◆ **PROMPT**:
Copy each record exactly as it reads, leaving out any pictures it holds.

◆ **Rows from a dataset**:
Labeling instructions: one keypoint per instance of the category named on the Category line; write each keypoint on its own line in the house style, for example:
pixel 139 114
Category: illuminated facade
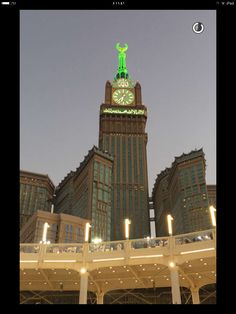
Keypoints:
pixel 122 134
pixel 63 228
pixel 86 193
pixel 211 191
pixel 36 193
pixel 182 192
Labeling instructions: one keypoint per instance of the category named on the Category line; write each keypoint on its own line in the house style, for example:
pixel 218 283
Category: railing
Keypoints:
pixel 162 242
pixel 194 237
pixel 64 248
pixel 149 243
pixel 106 246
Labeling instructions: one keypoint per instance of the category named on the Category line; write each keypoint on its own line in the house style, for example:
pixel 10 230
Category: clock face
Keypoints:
pixel 123 96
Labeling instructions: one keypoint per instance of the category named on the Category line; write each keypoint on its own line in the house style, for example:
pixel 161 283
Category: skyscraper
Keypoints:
pixel 36 192
pixel 122 133
pixel 86 192
pixel 182 192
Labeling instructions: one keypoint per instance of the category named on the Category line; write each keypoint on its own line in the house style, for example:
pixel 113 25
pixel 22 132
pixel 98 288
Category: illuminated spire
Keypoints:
pixel 122 70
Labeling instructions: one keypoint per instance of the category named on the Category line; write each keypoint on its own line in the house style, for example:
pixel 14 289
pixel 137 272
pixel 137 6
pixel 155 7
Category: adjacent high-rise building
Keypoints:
pixel 211 192
pixel 181 191
pixel 36 193
pixel 63 228
pixel 122 133
pixel 86 192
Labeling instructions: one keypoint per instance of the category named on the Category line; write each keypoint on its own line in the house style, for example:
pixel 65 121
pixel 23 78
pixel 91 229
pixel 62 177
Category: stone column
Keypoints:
pixel 100 296
pixel 83 288
pixel 195 295
pixel 175 288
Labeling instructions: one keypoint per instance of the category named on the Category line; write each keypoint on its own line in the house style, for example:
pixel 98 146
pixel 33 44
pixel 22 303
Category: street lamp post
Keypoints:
pixel 87 228
pixel 213 217
pixel 169 223
pixel 45 230
pixel 127 223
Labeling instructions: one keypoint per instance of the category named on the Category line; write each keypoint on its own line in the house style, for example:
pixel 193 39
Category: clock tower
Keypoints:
pixel 122 134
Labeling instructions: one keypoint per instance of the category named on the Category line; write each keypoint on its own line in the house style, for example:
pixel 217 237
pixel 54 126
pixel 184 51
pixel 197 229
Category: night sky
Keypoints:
pixel 66 57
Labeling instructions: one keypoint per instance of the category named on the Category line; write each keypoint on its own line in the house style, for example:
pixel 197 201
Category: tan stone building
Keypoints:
pixel 182 192
pixel 86 192
pixel 63 228
pixel 211 191
pixel 36 193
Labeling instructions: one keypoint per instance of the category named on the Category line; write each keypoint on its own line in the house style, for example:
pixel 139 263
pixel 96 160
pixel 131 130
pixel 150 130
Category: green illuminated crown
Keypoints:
pixel 122 70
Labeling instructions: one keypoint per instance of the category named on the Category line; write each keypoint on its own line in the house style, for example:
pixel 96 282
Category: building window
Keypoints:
pixel 68 235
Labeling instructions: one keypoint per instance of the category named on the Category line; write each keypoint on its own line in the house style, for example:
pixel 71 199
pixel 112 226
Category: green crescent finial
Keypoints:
pixel 122 70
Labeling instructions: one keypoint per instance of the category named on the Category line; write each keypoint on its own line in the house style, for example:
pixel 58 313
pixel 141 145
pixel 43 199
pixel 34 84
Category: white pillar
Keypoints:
pixel 175 288
pixel 100 296
pixel 83 288
pixel 195 295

◆ **WRITTEN ANSWER**:
Labeling instructions: one keypoint per instance of the category named on the Category line; write each keypoint on its own line in the house style, for example:
pixel 139 114
Category: illuminated facade
Keypoints:
pixel 122 134
pixel 63 228
pixel 86 193
pixel 211 191
pixel 36 193
pixel 182 192
Labeling instructions: one keypoint per instance of the category named on the Category line; write each keypoint on its own line in the house style, for example:
pixel 218 283
Category: railing
Keypoints:
pixel 162 242
pixel 194 237
pixel 64 248
pixel 149 243
pixel 106 246
Labeling instructions: one keypoint per instance of the category named on the Category line; write each keypoint on its own line in the house style, for example:
pixel 10 230
Category: clock face
Keypoints:
pixel 123 96
Labeling instructions: one keypoint per instance of the category named on the Category line; write each keypoint on its own line in the house style, for example:
pixel 161 283
Category: skyscraper
Keypoints:
pixel 36 192
pixel 122 133
pixel 86 192
pixel 182 192
Labeling instructions: one keypoint per instance of the category named on the Category line; write each keypoint on its own line in the house style, for example:
pixel 113 25
pixel 22 132
pixel 98 288
Category: illuminated spire
Keypoints:
pixel 122 70
Labeling instructions: one keypoint per instance of the category named on the Category line; write each keypoint on its own line in the house style, for example:
pixel 14 289
pixel 137 272
pixel 137 6
pixel 155 7
Category: adjacent high-rise building
Keypoints:
pixel 211 192
pixel 181 191
pixel 36 193
pixel 63 228
pixel 122 133
pixel 86 192
Labeling instructions: one keypoint per instance of the category named on the Category line; write each keypoint on its own line in the house style, for example:
pixel 65 121
pixel 23 78
pixel 91 229
pixel 62 177
Category: stone column
Keypoints:
pixel 100 296
pixel 83 288
pixel 195 295
pixel 175 288
Labeling instructions: one keypoint per instance of the category named on the Category line; write each keypoint on its own line in the house style, for example:
pixel 98 146
pixel 33 44
pixel 22 303
Category: street lamp post
Keypoints:
pixel 87 228
pixel 213 217
pixel 169 223
pixel 45 230
pixel 127 223
Labeling instructions: one keypoint per instance of the category named on the Category line; write each keypoint on its own line in the house style, for example:
pixel 193 39
Category: clock tower
Keypoints:
pixel 122 134
Labeling instructions: one keypoint per instance of the category named on the Category line; write each keypoint on its own line in the house style, for example:
pixel 217 237
pixel 54 126
pixel 184 51
pixel 197 229
Category: night sky
Keypoints:
pixel 66 57
Labeling instructions: one keypoint per instance of the category named on the Category line; write each keypoint on its own line in the house style, for example:
pixel 197 201
Category: tan stone building
Keypoints:
pixel 182 192
pixel 86 192
pixel 63 228
pixel 211 191
pixel 36 193
Labeling instructions: one keypoint per instance of the category named on the Category line; write each keypoint on its own line in the house style, for example:
pixel 139 263
pixel 96 160
pixel 131 130
pixel 150 130
Category: green illuminated crown
Keypoints:
pixel 122 70
Labeling instructions: one keypoint per instance of the category named on the Category line; write each keypoint on its own line in the house style, for example:
pixel 96 282
Category: building window
Keypoints:
pixel 68 235
Labeling instructions: one keypoint per instance of the category named on the Category line; write each keypoint on its own line in the house style, for example:
pixel 71 199
pixel 112 226
Category: green crescent finial
Keypoints:
pixel 122 70
Labeling instructions: one keypoint per instance of the category named on the Category line; write each keypoint on its own line in the house style, for example:
pixel 58 313
pixel 141 145
pixel 43 199
pixel 34 84
Category: white pillar
Keypoints:
pixel 175 288
pixel 100 296
pixel 83 288
pixel 195 295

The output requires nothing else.